Tuve que guardar los tacones en una bolsa, par poder salir del rancho, pues las piedras del camino me hubieran provocado una caída mortal. Mis mejores galas, los rizos sueltos. Bajando con cuidado por el camino escarpado que lleva al pueblo, la Bebi y yo y nos dirigimos a la casa de mi hermana, ella estaba terminando de arreglarse. Nos subimos al carro listas y perfumadas, rumbo a Matehuala. Emocionadas, pues el evento de esa noche era la ópera Tosca y para mí la primera vez que iba a ver en vivo uno de los géneros musicales que me gusta mucho. Llegamos temprano, logramos encontrar un buen lugar para estacionar y nos acercamos a la fila que ya era bastante numerosa. Al poco rato fueron cayendo los demás. Carlos traía los cascos y nos los pusimos. Está acción formaba parte de un plan estratégico. Todo calculado, diría él. La reacción de la gente fue muy curiosa. Algunos nos miraban como extraterrestres. La señora de enfrente de la fila nos preguntó si era una protesta porque el teatro Othón se está cayendo.

§ **DATOS PROPORCIONADOS**:
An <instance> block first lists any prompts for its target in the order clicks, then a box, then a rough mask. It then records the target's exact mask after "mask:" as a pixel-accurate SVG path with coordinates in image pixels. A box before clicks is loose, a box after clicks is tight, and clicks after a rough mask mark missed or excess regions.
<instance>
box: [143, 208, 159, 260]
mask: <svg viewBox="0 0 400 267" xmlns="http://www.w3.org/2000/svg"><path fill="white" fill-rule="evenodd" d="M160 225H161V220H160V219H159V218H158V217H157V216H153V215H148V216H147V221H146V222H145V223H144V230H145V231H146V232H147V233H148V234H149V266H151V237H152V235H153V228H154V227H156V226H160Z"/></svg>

§ **CONSIGNA**: Según el texto extraído, ¿qué ópera se presentaba la noche del evento en Matehuala?

§ **RESPUESTA**: Tosca.